*TASK INSTRUCTIONS*
Go through the listing and write out all of it exactly.

——

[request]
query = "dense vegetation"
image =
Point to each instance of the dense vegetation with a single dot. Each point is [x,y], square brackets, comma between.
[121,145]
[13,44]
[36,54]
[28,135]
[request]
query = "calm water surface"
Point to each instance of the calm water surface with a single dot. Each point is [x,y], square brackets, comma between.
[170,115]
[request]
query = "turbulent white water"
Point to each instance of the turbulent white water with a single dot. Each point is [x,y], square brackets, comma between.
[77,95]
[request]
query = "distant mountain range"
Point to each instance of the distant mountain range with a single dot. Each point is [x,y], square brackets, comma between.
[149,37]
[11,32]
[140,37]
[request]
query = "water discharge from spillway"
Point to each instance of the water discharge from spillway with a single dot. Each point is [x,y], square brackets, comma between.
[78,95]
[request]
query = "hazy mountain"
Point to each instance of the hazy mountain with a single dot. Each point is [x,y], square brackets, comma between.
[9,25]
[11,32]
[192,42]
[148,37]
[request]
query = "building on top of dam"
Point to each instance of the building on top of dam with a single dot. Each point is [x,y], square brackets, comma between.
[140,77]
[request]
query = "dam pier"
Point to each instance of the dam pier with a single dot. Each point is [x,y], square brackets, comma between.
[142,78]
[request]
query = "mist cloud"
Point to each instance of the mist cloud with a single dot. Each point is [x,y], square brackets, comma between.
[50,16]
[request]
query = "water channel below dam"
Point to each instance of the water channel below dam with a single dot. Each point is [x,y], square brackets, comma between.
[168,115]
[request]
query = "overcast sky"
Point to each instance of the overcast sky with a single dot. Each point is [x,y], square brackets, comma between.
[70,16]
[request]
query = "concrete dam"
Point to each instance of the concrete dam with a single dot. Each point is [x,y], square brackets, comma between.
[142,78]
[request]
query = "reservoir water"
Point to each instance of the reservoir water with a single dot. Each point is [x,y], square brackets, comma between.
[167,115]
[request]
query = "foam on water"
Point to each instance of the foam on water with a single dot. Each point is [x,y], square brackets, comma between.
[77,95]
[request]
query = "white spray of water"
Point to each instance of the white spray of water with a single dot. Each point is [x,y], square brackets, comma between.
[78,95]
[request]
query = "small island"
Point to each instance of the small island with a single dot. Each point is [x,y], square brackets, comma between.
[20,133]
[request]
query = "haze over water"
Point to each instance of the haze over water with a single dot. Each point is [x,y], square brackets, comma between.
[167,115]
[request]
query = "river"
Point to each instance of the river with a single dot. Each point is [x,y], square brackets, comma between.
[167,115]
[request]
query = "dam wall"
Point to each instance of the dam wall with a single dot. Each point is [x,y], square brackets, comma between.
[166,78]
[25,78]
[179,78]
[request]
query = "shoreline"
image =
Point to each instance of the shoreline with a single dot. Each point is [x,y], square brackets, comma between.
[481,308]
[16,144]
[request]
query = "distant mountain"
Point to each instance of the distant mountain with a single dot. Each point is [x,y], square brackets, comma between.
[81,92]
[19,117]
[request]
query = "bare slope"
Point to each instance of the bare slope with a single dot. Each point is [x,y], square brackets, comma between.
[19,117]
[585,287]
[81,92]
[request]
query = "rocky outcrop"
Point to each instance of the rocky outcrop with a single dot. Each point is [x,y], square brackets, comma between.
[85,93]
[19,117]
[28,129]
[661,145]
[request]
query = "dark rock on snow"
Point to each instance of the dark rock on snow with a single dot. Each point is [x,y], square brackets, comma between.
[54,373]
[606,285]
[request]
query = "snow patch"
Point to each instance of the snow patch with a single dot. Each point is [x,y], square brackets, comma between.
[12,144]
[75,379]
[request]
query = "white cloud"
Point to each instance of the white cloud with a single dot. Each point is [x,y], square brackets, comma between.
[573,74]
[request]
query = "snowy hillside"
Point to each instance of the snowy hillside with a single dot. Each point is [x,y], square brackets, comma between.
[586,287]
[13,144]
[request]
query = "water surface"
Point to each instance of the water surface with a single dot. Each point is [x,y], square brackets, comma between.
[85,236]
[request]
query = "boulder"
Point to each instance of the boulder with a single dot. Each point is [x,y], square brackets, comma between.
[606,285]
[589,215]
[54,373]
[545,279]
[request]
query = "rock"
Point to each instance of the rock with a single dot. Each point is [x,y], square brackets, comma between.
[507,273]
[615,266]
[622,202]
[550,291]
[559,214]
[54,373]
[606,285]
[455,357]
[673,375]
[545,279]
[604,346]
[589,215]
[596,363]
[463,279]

——

*FULL ANSWER*
[request]
query = "dense vegetation"
image =
Point to each instance of the dense vegetation with a single dot. Each point is [x,y], square brackets, comma between.
[121,145]
[13,44]
[36,54]
[28,135]
[request]
query = "calm water surface"
Point to each instance of the calm water surface with a single dot. Each point is [x,y], square brackets, comma between.
[170,115]
[request]
query = "turbulent white water"
Point to each instance of the turbulent white water with a single dot. Each point is [x,y], square brackets, comma between.
[77,95]
[request]
query = "distant mountain range"
Point to each instance of the distant mountain range with a single dot. Each point is [x,y], square brackets, comma between.
[149,37]
[11,32]
[140,37]
[request]
query = "water discharge from spillway"
Point to each instance of the water discharge from spillway with a single dot. Each point is [x,y], square brackets, comma between.
[78,95]
[request]
query = "hazy mountain"
Point to each instance of the hazy mountain with a single dot. Each point is [x,y], square brackets, comma between.
[9,25]
[11,32]
[192,42]
[148,37]
[request]
query = "building on top of dam"
Point to each instance of the building on top of dam with a single dot. Each point is [x,y], square brackets, comma between.
[140,77]
[request]
query = "dam pier"
Point to each instance of the dam pier with a single dot. Each point is [x,y], square brackets, comma between.
[142,78]
[request]
query = "mist cloud"
Point to each instance of the mist cloud with a single dot. Each point is [x,y], square brackets, comma between.
[50,16]
[request]
query = "water channel below dam"
Point to each instance of the water channel below dam with a single dot. Each point is [x,y], square brackets, comma between.
[168,115]
[request]
query = "overcast sky"
Point to each instance of the overcast sky with a single dot. Each point is [x,y], square brackets, comma between.
[70,16]
[request]
query = "concrete dam"
Point to each instance of the concrete dam with a single dot. Each point is [x,y], square brackets, comma between.
[142,78]
[request]
query = "reservoir water"
Point to each instance of the reservoir water with a single dot. Each point is [x,y], square brackets, comma between.
[167,115]
[request]
query = "foam on water"
Point to each instance of the foam on water with a single dot. Each point is [x,y], square brackets, comma between.
[77,95]
[request]
query = "white spray of water"
Point to each instance of the white spray of water with a single dot. Each point is [x,y], square brackets, comma between.
[78,95]
[request]
query = "small island"
Point to each instance of the small island with a single dot. Each point is [x,y], square brackets, comma between.
[20,133]
[request]
query = "haze over water"
Point to each instance of the haze over water with a single dot. Each point is [x,y], square brackets, comma between.
[167,115]
[request]
query = "river"
Point to each instance of the river with a single dot. Each point is [x,y], square brackets, comma between.
[167,115]
[request]
query = "dam wall"
Point to each instance of the dam wall with a single dot. Each point is [x,y], square brackets, comma between.
[166,78]
[25,78]
[179,78]
[request]
query = "shoreline"
image =
Point to each instance of the shoreline with a single dot. Each point is [x,y], square brackets, comma between.
[481,308]
[16,144]
[request]
query = "distant mountain"
Point to each instance of the distant mountain with a single dot. Each point is [x,y], square brackets, comma between.
[81,92]
[19,117]
[request]
query = "bare slope"
Point to each instance of the bare slope with a single dot. Each point is [x,y], square brackets, comma between.
[19,117]
[585,287]
[81,92]
[request]
query = "rocky outcrop"
Point to each instance of the rocky outcrop with a single dot. Each point is [x,y], square brackets, comma between.
[85,93]
[19,117]
[28,129]
[661,145]
[request]
query = "dark rock on snow"
Point to each instance of the dark rock on snow with a single dot. Each point is [x,y], square brackets, comma between.
[54,373]
[606,285]
[request]
query = "snow patch"
Point to each instance of the snow patch with a single dot. Each point is [x,y], square brackets, comma between.
[12,144]
[75,379]
[request]
query = "white cloud"
Point to each instance of the white cloud with a single dot. Each point is [x,y], square brackets, comma between.
[573,74]
[request]
query = "snowy hillside"
Point to each instance of the snowy hillside with a single dot. Each point is [x,y], square brackets, comma between.
[586,287]
[13,144]
[request]
query = "water surface"
Point to each instance of the water surface with a single dot. Each point is [x,y], square brackets, comma between.
[85,236]
[request]
query = "boulder"
Point to each instance of the boulder with a single dot. Each point is [x,y], square brackets, comma between.
[606,285]
[589,215]
[54,373]
[545,279]
[request]
query = "rock"
Point to each instance of the rock with a single dot. Each point is [x,y], square brackets, comma between.
[507,273]
[615,266]
[622,202]
[550,291]
[559,214]
[54,373]
[606,285]
[455,357]
[673,375]
[545,279]
[604,346]
[589,215]
[596,363]
[463,279]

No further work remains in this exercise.